Supplied passage:
*-*-*

My hair turned out very nice. The Aveda stylist gave me very caramely highlights and toned down some of the dark that was left over from the last color, so now the overall look is very similar to my natural hair color in about August. I think I’ve mentioned before that I was a blonde until middle childhood, at which time it would darken in the winter and then return to blonde in the summer. Even still, at its darkest, I’m still only a light brown. I tend to color it darker because my eyebrows are dark and the deeper color offsets the redness of my rosacea and makes me feel a little more fully realized. This is doing exactly what highlights are supposed to do, without venturing into the territory of Bride of Frankensteinian streaks. Also, she evened out my handiwork, so I no longer look like a plump Emily the Strange. The world may now exhale.

*-*-*

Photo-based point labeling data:
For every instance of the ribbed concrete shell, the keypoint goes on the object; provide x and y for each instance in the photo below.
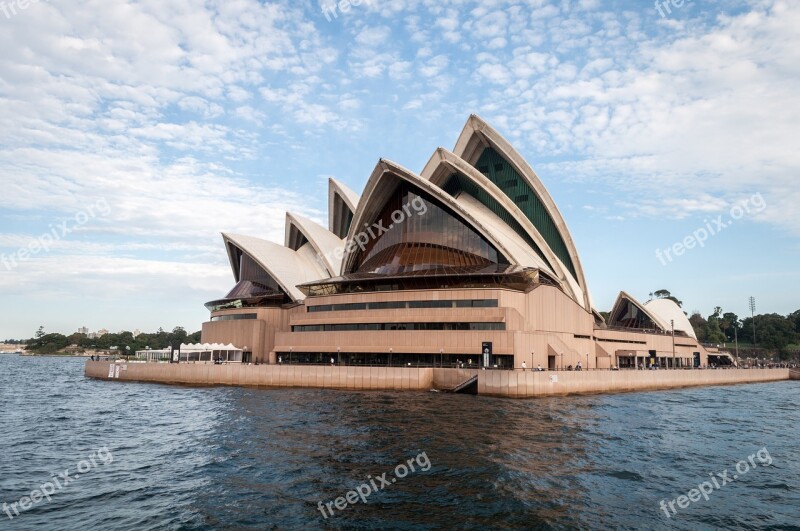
(323, 241)
(382, 184)
(287, 267)
(626, 297)
(667, 311)
(475, 137)
(444, 163)
(342, 204)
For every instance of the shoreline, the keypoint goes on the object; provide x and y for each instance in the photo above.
(508, 384)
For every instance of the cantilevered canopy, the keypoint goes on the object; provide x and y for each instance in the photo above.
(668, 311)
(286, 267)
(468, 217)
(302, 232)
(485, 149)
(342, 204)
(630, 313)
(464, 182)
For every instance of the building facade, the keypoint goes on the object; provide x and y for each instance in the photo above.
(468, 263)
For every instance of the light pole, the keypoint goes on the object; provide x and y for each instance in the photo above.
(753, 317)
(672, 323)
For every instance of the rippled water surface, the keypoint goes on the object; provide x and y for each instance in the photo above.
(233, 458)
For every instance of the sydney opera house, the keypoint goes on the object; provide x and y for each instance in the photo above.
(468, 263)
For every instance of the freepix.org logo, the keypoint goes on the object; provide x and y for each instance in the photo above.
(57, 232)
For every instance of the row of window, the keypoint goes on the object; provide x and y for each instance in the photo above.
(396, 305)
(234, 317)
(396, 359)
(621, 341)
(361, 327)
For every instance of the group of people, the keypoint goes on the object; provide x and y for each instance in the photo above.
(537, 368)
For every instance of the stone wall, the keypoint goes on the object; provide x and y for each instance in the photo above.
(512, 384)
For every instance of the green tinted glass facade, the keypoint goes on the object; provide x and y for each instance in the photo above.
(505, 177)
(458, 183)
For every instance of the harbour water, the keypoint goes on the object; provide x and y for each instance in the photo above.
(145, 456)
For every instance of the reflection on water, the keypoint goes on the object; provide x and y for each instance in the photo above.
(187, 458)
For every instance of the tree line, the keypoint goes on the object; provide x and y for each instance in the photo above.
(44, 343)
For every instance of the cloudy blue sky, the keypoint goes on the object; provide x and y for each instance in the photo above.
(134, 132)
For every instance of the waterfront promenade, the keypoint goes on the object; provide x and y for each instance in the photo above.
(512, 384)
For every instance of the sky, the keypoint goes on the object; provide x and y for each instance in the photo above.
(133, 132)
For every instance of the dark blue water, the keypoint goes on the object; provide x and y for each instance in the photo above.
(231, 458)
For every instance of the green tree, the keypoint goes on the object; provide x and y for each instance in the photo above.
(699, 325)
(731, 326)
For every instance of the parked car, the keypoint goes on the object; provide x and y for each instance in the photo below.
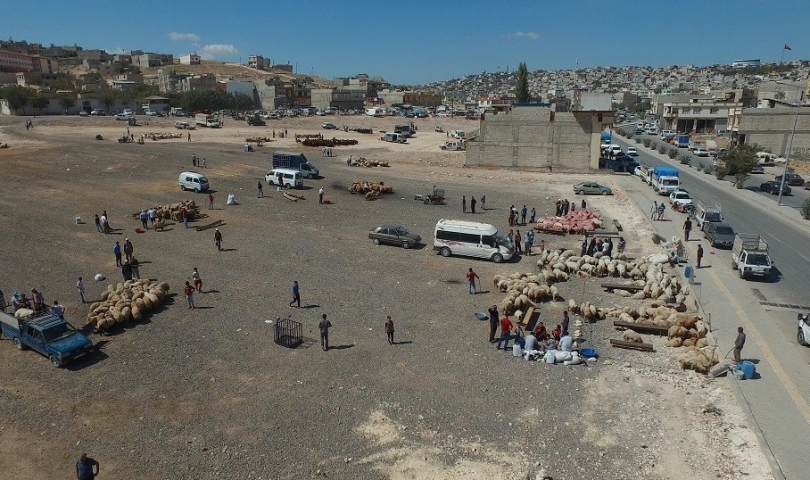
(772, 187)
(719, 234)
(393, 235)
(793, 179)
(700, 152)
(680, 196)
(592, 188)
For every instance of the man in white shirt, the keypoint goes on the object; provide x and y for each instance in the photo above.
(566, 342)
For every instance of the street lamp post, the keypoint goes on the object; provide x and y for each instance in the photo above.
(790, 149)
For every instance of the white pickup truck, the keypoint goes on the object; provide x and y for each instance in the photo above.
(749, 256)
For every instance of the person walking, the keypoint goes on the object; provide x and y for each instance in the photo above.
(739, 342)
(86, 468)
(471, 276)
(389, 330)
(188, 290)
(296, 295)
(493, 322)
(117, 252)
(323, 326)
(128, 249)
(195, 277)
(218, 239)
(80, 288)
(687, 227)
(528, 242)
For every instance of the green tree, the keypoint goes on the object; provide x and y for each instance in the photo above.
(739, 162)
(522, 88)
(17, 97)
(39, 102)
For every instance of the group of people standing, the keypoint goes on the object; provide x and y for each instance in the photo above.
(473, 203)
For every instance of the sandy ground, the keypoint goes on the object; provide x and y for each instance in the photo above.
(209, 396)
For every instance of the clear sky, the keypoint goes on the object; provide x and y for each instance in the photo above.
(410, 42)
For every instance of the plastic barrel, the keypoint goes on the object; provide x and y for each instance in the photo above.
(748, 369)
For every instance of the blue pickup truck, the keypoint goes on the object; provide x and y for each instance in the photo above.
(47, 334)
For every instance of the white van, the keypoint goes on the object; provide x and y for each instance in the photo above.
(193, 181)
(471, 239)
(289, 178)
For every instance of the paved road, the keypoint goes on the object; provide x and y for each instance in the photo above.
(777, 401)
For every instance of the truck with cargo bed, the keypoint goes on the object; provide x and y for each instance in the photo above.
(749, 256)
(664, 180)
(295, 161)
(48, 335)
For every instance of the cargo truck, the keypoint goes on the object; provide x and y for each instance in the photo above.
(749, 256)
(664, 180)
(48, 335)
(295, 161)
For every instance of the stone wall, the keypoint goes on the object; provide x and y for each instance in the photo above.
(537, 137)
(771, 129)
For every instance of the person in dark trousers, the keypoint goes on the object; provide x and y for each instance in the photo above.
(389, 330)
(296, 295)
(493, 322)
(218, 239)
(324, 328)
(739, 342)
(117, 252)
(471, 276)
(86, 468)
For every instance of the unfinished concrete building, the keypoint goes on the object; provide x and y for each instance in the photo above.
(538, 137)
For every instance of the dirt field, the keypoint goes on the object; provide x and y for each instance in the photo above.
(206, 394)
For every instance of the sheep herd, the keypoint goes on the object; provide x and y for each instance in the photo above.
(125, 302)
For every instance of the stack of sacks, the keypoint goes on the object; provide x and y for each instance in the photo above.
(579, 222)
(127, 301)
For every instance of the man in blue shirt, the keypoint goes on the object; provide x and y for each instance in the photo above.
(86, 468)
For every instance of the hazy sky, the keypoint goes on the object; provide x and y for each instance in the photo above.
(418, 42)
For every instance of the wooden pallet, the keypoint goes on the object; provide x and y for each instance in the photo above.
(641, 327)
(644, 347)
(621, 286)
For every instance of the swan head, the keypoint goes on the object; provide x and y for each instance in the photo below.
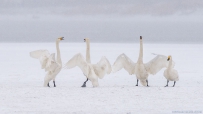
(86, 39)
(60, 38)
(169, 57)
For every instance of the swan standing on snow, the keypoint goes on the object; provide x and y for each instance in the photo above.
(48, 62)
(140, 69)
(171, 74)
(91, 71)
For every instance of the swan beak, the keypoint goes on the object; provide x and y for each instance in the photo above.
(169, 57)
(61, 38)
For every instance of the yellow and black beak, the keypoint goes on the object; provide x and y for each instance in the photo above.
(61, 38)
(169, 57)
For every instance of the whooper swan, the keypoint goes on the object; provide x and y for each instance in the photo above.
(91, 71)
(171, 74)
(48, 62)
(140, 69)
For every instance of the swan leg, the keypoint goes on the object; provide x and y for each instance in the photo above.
(54, 84)
(167, 84)
(137, 83)
(174, 83)
(84, 84)
(147, 83)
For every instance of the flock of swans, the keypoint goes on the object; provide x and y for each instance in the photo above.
(94, 71)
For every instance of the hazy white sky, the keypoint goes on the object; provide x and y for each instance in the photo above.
(101, 20)
(95, 7)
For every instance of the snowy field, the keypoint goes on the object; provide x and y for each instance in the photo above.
(22, 91)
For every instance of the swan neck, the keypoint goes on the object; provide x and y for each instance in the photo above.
(140, 59)
(170, 63)
(88, 51)
(58, 52)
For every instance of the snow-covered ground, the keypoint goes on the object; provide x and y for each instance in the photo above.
(22, 91)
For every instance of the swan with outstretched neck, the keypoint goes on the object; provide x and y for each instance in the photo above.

*-*-*

In the passage about the hair coloring, write out word for word the part from "My hair turned" up to and including "may now exhale.".

Task solution:
My hair turned out very nice. The Aveda stylist gave me very caramely highlights and toned down some of the dark that was left over from the last color, so now the overall look is very similar to my natural hair color in about August. I think I’ve mentioned before that I was a blonde until middle childhood, at which time it would darken in the winter and then return to blonde in the summer. Even still, at its darkest, I’m still only a light brown. I tend to color it darker because my eyebrows are dark and the deeper color offsets the redness of my rosacea and makes me feel a little more fully realized. This is doing exactly what highlights are supposed to do, without venturing into the territory of Bride of Frankensteinian streaks. Also, she evened out my handiwork, so I no longer look like a plump Emily the Strange. The world may now exhale.